--- EXTRACTED INFORMATION Enclosed Below ---
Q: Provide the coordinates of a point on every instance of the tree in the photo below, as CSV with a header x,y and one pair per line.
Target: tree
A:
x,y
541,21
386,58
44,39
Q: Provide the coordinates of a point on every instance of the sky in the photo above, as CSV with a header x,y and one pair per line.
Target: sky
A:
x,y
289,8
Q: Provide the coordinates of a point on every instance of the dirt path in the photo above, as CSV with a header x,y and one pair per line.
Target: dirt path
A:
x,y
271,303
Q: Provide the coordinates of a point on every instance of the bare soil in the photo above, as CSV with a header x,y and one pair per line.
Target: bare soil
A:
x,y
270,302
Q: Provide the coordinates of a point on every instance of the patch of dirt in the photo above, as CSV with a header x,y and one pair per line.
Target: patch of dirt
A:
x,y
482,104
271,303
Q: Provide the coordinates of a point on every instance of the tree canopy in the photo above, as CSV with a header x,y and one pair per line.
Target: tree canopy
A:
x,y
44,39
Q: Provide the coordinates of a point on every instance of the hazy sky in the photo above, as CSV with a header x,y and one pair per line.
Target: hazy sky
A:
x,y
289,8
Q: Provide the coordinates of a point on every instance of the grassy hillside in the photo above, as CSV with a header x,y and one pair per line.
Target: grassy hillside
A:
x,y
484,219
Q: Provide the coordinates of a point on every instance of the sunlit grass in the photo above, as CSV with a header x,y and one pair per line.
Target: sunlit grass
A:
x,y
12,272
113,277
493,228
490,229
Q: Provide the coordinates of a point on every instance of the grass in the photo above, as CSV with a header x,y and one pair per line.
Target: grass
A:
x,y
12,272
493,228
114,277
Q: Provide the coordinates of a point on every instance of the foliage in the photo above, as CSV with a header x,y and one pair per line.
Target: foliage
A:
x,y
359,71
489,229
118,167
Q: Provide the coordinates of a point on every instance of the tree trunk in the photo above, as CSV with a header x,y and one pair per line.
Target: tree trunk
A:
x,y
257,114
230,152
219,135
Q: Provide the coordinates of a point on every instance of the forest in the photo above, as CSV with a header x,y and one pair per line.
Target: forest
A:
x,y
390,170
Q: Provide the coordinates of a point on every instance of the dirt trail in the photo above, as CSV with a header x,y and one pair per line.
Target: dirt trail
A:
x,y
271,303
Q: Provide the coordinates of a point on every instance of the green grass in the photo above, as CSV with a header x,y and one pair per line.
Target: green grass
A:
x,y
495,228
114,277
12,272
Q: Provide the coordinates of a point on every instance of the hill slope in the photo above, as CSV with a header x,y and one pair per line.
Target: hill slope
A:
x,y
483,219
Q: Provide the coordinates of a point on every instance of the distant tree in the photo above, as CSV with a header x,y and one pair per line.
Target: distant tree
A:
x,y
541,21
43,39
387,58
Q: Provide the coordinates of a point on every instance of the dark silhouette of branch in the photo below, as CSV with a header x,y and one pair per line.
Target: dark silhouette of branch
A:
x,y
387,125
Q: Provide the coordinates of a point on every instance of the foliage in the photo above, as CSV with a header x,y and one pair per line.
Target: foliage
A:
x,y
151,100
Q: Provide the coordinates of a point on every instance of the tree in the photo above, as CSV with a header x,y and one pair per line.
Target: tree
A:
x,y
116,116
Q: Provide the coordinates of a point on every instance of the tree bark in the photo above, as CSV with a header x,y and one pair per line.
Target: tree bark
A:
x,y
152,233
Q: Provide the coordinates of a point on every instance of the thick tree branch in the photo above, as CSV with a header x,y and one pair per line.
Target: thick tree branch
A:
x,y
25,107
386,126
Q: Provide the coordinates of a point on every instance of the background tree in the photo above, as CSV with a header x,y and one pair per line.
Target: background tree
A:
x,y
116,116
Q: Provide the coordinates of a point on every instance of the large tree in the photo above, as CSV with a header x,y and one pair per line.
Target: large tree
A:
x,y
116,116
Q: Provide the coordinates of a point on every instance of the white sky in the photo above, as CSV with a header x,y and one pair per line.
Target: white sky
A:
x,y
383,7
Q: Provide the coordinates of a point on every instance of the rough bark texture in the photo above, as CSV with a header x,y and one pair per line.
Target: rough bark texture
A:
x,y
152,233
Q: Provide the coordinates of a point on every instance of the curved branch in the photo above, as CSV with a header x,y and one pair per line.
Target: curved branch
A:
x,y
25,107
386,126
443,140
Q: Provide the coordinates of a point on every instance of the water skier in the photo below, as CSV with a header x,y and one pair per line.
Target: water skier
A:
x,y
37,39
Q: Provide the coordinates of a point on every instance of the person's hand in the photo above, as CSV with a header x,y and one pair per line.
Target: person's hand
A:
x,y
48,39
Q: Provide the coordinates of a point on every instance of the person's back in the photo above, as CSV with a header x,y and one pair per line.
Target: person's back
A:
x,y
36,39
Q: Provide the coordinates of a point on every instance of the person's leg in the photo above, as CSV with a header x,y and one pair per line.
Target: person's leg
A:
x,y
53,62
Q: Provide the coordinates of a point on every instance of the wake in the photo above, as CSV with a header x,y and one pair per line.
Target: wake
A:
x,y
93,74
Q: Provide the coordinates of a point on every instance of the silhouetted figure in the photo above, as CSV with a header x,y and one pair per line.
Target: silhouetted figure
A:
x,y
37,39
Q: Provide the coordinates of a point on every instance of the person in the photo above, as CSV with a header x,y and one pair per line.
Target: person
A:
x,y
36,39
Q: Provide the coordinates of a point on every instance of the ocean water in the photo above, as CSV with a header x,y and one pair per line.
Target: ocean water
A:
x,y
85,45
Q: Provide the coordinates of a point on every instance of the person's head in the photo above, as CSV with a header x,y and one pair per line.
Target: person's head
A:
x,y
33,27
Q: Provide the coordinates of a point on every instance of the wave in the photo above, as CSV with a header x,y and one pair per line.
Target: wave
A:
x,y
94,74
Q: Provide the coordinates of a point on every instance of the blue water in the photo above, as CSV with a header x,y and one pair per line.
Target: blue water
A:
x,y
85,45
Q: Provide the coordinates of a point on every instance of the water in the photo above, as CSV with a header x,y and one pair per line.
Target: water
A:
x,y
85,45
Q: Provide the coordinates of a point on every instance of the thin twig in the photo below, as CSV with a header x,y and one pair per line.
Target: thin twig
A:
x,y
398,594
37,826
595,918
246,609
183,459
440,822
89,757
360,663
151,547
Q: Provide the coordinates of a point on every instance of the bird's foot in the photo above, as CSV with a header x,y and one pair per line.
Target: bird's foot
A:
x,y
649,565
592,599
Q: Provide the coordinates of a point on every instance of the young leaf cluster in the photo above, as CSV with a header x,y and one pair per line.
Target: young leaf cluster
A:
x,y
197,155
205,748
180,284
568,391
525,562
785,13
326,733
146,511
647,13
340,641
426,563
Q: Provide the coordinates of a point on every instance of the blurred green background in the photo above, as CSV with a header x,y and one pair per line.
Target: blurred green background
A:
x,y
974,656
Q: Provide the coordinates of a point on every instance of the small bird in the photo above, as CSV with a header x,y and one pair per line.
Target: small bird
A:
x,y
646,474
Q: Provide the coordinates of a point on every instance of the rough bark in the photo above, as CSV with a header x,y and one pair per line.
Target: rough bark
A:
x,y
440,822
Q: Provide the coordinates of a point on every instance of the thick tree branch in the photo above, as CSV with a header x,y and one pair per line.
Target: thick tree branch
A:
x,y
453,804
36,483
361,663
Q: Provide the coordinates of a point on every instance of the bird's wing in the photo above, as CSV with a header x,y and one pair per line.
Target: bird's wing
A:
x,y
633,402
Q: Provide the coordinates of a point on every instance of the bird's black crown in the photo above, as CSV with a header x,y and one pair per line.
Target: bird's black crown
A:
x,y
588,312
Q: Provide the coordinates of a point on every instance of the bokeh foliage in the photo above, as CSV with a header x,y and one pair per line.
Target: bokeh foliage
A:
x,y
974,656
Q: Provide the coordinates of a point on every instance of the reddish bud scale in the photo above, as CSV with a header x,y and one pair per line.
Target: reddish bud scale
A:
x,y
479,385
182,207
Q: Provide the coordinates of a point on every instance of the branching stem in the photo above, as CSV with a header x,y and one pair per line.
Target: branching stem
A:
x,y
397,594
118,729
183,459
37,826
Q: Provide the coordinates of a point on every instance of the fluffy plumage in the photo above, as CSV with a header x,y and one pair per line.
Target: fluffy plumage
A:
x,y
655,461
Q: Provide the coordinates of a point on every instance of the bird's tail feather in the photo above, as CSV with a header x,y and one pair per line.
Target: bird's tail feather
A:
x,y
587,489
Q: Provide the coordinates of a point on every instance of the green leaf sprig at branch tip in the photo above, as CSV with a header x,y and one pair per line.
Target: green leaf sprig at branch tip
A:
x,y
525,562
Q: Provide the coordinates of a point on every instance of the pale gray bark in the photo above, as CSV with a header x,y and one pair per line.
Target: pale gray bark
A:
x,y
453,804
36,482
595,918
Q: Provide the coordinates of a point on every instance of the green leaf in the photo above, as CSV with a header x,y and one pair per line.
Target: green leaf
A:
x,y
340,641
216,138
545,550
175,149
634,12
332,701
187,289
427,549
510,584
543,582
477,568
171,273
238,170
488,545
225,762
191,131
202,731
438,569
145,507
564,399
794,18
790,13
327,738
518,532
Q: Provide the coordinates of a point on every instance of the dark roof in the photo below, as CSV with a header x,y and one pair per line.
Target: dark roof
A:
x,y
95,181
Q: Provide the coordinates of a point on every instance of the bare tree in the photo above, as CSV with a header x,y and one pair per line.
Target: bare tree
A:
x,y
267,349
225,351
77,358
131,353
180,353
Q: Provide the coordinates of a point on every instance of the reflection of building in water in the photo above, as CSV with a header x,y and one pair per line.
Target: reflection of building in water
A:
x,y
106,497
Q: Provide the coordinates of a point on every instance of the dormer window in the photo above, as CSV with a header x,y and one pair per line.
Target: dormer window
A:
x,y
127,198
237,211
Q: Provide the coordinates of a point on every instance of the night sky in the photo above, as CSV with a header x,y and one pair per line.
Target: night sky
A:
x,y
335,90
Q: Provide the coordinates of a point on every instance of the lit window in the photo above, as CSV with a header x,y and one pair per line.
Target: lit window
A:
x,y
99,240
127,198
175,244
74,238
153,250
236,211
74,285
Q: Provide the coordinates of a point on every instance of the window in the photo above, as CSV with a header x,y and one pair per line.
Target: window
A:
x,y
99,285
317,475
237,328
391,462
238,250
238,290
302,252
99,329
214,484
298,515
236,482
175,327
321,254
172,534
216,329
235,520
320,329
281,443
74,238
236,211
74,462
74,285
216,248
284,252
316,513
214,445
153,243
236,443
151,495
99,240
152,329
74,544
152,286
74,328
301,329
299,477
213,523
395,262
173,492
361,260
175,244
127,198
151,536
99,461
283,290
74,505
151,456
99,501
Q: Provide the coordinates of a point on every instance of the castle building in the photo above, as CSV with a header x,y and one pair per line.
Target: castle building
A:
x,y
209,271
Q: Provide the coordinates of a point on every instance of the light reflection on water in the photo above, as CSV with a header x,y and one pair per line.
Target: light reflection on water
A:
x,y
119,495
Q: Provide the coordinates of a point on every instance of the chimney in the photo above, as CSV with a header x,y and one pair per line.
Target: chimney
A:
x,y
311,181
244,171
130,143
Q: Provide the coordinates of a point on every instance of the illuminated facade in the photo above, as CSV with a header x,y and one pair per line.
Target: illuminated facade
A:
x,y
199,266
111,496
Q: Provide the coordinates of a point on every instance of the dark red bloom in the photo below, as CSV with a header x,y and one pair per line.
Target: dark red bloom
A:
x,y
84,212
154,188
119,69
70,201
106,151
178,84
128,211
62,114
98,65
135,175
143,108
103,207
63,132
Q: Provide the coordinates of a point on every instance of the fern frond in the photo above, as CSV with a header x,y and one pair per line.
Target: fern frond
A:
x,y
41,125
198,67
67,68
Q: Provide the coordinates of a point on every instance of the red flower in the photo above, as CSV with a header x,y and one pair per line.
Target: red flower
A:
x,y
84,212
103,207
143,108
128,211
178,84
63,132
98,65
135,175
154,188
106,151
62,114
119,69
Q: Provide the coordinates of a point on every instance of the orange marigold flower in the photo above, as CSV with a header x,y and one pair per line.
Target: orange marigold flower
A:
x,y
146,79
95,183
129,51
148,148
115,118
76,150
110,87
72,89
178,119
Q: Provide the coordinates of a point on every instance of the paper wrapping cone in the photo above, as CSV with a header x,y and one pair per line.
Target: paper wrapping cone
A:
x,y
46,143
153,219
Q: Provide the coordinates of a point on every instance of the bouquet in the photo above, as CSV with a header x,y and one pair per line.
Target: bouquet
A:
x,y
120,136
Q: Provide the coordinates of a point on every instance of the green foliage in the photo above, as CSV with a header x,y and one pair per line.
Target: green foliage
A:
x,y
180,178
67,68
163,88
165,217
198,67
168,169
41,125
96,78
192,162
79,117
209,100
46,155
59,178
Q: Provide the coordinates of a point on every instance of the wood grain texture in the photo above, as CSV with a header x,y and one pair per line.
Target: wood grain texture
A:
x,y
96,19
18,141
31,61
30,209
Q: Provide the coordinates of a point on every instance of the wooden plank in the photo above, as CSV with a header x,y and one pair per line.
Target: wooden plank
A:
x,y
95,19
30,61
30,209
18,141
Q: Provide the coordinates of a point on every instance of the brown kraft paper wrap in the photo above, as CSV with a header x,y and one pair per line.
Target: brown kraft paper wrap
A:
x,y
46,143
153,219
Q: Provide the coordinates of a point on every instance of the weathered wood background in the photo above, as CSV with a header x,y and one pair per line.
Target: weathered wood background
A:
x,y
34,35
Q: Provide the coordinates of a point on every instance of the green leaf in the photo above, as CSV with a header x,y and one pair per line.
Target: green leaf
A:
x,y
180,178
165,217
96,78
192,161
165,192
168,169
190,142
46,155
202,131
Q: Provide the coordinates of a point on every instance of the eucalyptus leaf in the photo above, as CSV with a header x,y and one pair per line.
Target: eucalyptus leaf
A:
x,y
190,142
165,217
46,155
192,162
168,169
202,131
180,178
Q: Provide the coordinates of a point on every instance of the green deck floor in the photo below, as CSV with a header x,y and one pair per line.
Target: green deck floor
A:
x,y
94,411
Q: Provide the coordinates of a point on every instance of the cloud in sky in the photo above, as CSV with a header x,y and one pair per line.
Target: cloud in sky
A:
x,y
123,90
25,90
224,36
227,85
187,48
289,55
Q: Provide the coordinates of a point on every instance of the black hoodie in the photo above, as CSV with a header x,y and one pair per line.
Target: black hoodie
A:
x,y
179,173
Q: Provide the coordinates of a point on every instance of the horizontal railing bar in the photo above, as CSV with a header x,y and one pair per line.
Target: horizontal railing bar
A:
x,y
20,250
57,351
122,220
--- End of Enclosed EXTRACTED INFORMATION ---
(WORK INSTRUCTION):
Within the entries above, find the string "scale" and return each line that holds it.

(SOLUTION TO THIS PROBLEM):
Q: Provide the coordinates of a point on every instance of the reddish bud scale in the photo above, as CSV with a header x,y and one pair per line.
Target: reddish bud scale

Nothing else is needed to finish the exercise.